_Tasks for this exercise_
**A)** In the screw compressor claims, rewrite the part that opens with the words "2) Screw compressor" and closes with "(19) are arranged.", putting "middle housing" in place of "central casing".
**B)** According to the screw compressor claims, what does the transversal separator consist of?
**C)** Continue the screw compressor claims from where they stop.

_Given text_
____
2) Screw compressor structure according to claim 1 , characterised in that said containment body (1 1 ) comprises a central casing (22), in which the helical compression rotors (15, 16) are arranged, said central casing (22) being fixed on one side to an electric motor (23), defining the motorisation means (17) for the actuation of a first helical compression rotor (15), and on the opposite side to a bell-shaped portion (24) inside which said filtration means (19) are arranged.

3) Screw compressor structure according to the previous claim, characterised in that in the joining area between said central casing (22) and said bell-shaped portion (24) there is a channelling element (25), configured to conduct the flow of compressed fluid coming out from the helical compression rotors (15, 16) towards said filtration means (19).

4) Screw compressor structure according to one or more of the preceding claims, characterised in that said channelling element (25) comprises an inlet mouth and an outlet mouth (25a), facing towards the filtration means (19).

5) Screw compressor structure according to one or more of the preceding claims, characterised in that said filtration means (19) comprise a transversal separator (26), consisting of at least one mesh of metallic material, and positioned transversally with respect to the main axis of symmetry (X) of the bell-shaped portion (24) in which such a transversal separator (26) is positioned.

6) Screw compressor structure according to one or more of the preceding claims, characterised in that said passage duct (20), with the flow diverting means (21 ), is arranged in the bell-shaped portion (24) so as to intercept the compressed fluid coming out from the outlet mouth (25a) of the channelling element (25) before the same compressed fluid crosses the transversal separator (26).

7) Screw compressor structure according to one or more of the preceding claims, characterised in that said passage duct (20) comprises a tubular filtering body (28), arranged passing through the transversal separator (26), and a joining sleeve (29), arranged between the same tubular filtering body (28) and the outlet mouth (25a), the flow diverting means (21 ) being arranged inside the tubular filtering body (28).

8) Screw compressor structure according to one or more of the preceding claims, characterised in that said tubular filtering body (28) has a cylindrical tubular jacket (38), having a first end (30) closed by a bottom plate (31 ) and the opposite second end (32) open on the inside of the bell-shaped portion (24) of the containment body (1 1 ).

9) Screw compressor structure according to one or more of the preceding claims, characterised in that said flow diverting means (21 ) comprise one or more helical protrusions (40) that project from the inner surface (39) of the tubular jacket (38) and extend in a spiral in the direction (X1 ) of the main axis of symmetry of the tubular jacket (38), and around such a direction (X1 ).
____
_Dataset content_
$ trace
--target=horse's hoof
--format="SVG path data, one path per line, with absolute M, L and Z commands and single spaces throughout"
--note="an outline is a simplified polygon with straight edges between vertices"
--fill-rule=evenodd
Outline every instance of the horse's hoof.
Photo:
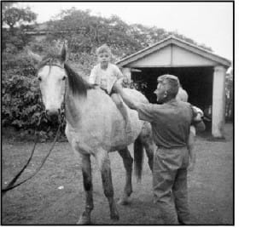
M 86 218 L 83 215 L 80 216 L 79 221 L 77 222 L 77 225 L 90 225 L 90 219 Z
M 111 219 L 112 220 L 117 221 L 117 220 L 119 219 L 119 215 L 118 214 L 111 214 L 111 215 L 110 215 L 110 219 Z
____
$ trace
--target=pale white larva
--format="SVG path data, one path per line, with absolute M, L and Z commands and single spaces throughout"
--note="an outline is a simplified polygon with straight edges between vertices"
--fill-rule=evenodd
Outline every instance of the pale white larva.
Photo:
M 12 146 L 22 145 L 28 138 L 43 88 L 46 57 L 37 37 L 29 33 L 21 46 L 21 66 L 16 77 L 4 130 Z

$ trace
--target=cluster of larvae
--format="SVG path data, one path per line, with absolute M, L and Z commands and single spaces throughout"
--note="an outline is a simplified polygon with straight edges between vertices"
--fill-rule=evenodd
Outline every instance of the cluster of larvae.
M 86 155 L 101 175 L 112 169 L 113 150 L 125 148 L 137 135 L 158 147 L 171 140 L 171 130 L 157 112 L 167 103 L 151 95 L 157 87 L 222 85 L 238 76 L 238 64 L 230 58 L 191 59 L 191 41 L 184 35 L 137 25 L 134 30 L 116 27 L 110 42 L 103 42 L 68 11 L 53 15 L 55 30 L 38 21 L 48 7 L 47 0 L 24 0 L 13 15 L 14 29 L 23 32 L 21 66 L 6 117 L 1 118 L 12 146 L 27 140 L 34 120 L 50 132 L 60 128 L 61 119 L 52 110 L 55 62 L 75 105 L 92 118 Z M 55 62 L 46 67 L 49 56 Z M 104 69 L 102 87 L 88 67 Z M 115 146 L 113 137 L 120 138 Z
____
_Written answers_
**A)**
2) Screw compressor structure according to claim 1 , characterised in that said containment body (1 1 ) comprises a middle housing (22), in which the helical compression rotors (15, 16) are arranged, said middle housing (22) being fixed on one side to an electric motor (23), defining the motorisation means (17) for the actuation of a first helical compression rotor (15), and on the opposite side to a bell-shaped portion (24) inside which said filtration means (19) are arranged.

**B)** At least one mesh of metallic material.

**C)**
10) Screw compressor structure according to one or more of the preceding claims, characterised in that said flow diverting means (21 ) comprise a central diverting body in the radial direction (36) of the flow of compressed fluid coming out from the joining sleeve (29).

11 ) Screw compressor structure according to one or more of the preceding claims, characterised in that said central radial diverting body (36) comprises a diverting portion (41 ), facing the second end (37) of the joining sleeve (29) so as to intercept the flow of compressed fluid coming out from it, and a tubular portion (42) defining with the tubular jacket (38) an annular gap.

12) Screw compressor structure according to one or more of the preceding claims, characterised in that said tubular portion (42) comprises a cylindrical element, coaxial and concentric to the tubular jacket (38), having an outer surface (43) thereof.

13) Screw compressor structure according to one or more of the preceding claims, characterised in that said flow diverting means (21 ) comprise one or more helical protrusions (45) that project from the outer surface (43) of said tubular portion (42) and extend in a spiral in the direction (X1 ) of the main axis of symmetry of said tubular portion (42), and around such a direction (X1 ).

14) Screw compressor structure according to one or more of the preceding claims, characterised in that inside the annular gap defined between said inner surface (39) of the outer tubular jacket (38) and the outer surface (43) of said tubular portion (42) there is an intermediate tubular element (48) for dividing the flow of compressed fluid, said intermediate tubular element (48) having an outer surface (49) and an inner surface (50).

15) Screw compressor structure according to one or more of the preceding claims, characterised in that said flow diverting means (21 ) comprise one or more helical protrusions (51 ) that project from the outer surface (49) of the intermediate tubular element (48) and extend in a spiral in the direction of the main axis of symmetry of the intermediate tubular element (48), also comprising one or more helical protrusions (52) that project from the inner surface (50) of said intermediate tubular element (48) and extend in a spiral in the direction of the main axis of symmetry of the intermediate tubular element (48).

Description:
SCREW COMPRESSOR STRUCTURE, PARTICULARLY FOR REFRIGERATING CIRCUITS.

DESCRIPTION

The invention concerns a screw compressor structure, particularly for refrigerating circuits.

The efficiency of a refrigeration, conditioning or heat pump system depends crucially on its dynamic behaviour. In particular, in the presence of great changes of load it is necessary to have a high quality of regulation with power control that is continuous or in small steps.

The recent and innovative compact screw compressors offer the best features for these requirements, in the field of medium and high refrigerating power, in refrigeration, conditioning and heat pump applications.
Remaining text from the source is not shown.